List each line in the items below that contains the word "small".

-- start PROVIDED DATA --

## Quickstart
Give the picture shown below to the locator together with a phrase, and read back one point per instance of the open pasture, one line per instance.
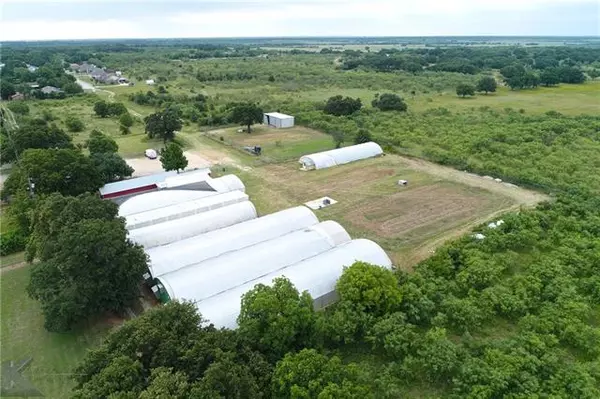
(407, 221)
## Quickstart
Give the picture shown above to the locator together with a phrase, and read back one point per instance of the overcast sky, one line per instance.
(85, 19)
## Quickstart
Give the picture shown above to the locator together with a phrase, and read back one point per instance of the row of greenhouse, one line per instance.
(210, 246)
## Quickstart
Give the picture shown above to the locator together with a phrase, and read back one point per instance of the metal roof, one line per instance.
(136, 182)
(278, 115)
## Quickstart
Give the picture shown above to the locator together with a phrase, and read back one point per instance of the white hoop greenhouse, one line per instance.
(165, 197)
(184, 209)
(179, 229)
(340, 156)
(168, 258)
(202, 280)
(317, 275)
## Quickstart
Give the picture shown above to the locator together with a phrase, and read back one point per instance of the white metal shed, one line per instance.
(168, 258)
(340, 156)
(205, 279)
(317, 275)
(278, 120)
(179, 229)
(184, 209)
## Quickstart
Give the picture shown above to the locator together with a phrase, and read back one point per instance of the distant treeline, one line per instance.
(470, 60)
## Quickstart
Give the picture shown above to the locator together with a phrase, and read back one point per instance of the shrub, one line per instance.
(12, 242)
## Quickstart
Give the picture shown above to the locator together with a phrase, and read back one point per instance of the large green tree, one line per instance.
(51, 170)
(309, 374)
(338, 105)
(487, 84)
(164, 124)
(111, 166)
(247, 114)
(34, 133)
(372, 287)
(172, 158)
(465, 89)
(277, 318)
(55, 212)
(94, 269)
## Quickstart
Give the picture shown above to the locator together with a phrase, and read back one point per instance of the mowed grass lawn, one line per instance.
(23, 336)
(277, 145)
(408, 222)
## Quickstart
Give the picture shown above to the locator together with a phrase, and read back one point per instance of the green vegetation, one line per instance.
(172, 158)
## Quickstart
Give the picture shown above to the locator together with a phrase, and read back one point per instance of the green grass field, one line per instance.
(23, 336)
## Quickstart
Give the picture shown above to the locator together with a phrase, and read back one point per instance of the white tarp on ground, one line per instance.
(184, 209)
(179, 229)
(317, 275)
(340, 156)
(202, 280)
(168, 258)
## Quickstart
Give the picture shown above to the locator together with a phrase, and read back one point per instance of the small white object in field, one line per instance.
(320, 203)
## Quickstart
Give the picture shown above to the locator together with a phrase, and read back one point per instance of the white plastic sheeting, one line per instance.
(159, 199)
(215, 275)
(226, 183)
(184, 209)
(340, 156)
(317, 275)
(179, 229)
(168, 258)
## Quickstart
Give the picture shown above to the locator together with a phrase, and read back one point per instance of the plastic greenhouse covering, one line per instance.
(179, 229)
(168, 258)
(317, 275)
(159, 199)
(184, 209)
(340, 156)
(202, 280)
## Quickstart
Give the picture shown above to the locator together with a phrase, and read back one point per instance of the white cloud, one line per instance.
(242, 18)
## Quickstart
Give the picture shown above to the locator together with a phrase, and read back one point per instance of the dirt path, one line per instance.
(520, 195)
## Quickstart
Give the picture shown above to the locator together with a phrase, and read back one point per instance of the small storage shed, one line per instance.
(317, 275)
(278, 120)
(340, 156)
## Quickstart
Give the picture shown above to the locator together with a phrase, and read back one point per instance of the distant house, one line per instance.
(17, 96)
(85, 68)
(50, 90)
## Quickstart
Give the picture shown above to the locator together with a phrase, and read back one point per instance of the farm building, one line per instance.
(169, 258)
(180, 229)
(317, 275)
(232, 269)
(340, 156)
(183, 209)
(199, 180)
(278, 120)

-- end PROVIDED DATA --
-- start PROVIDED DATA --

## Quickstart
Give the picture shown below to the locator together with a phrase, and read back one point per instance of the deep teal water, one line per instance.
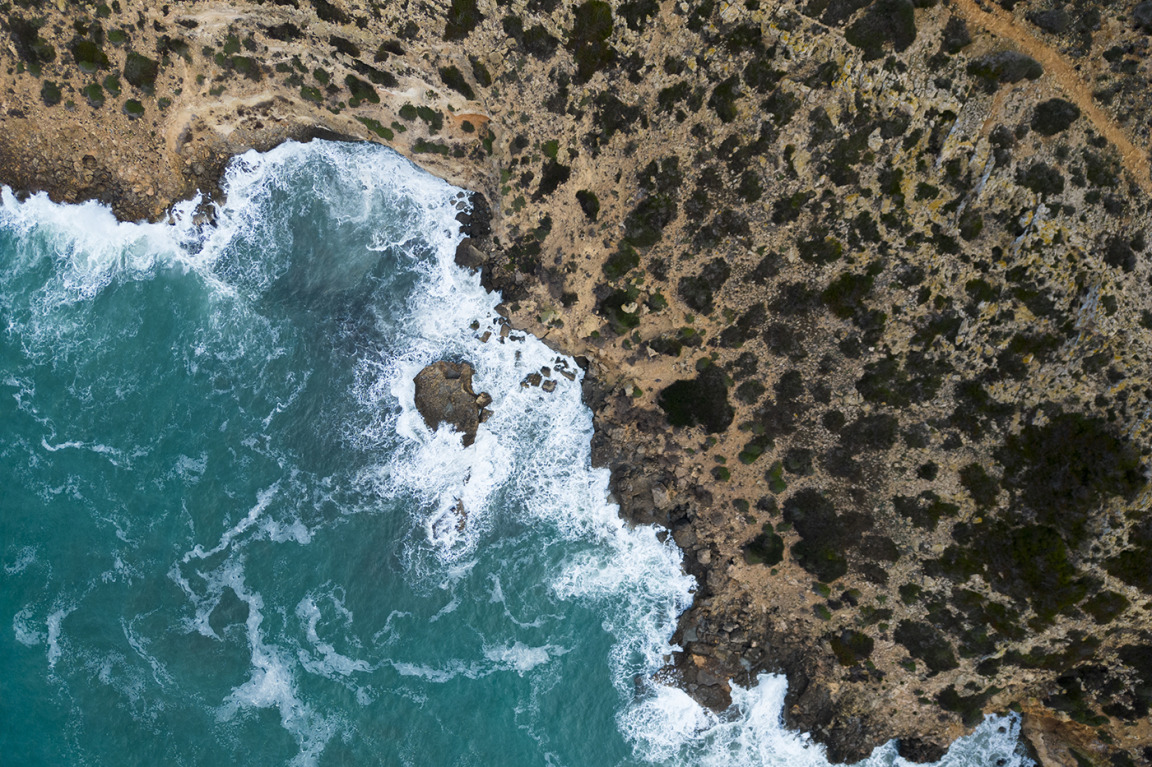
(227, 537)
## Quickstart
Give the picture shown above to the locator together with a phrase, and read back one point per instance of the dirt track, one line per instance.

-- end PROVIDED DATA --

→ TASK RESULT:
Give the picture shown above to the locator together with a phrase, and read back one point per instance of the small white object in field, one line per instance.
Give the picture shown above to the locator together with a phrase, and read back one point per instance of the small storage shed, one line per instance.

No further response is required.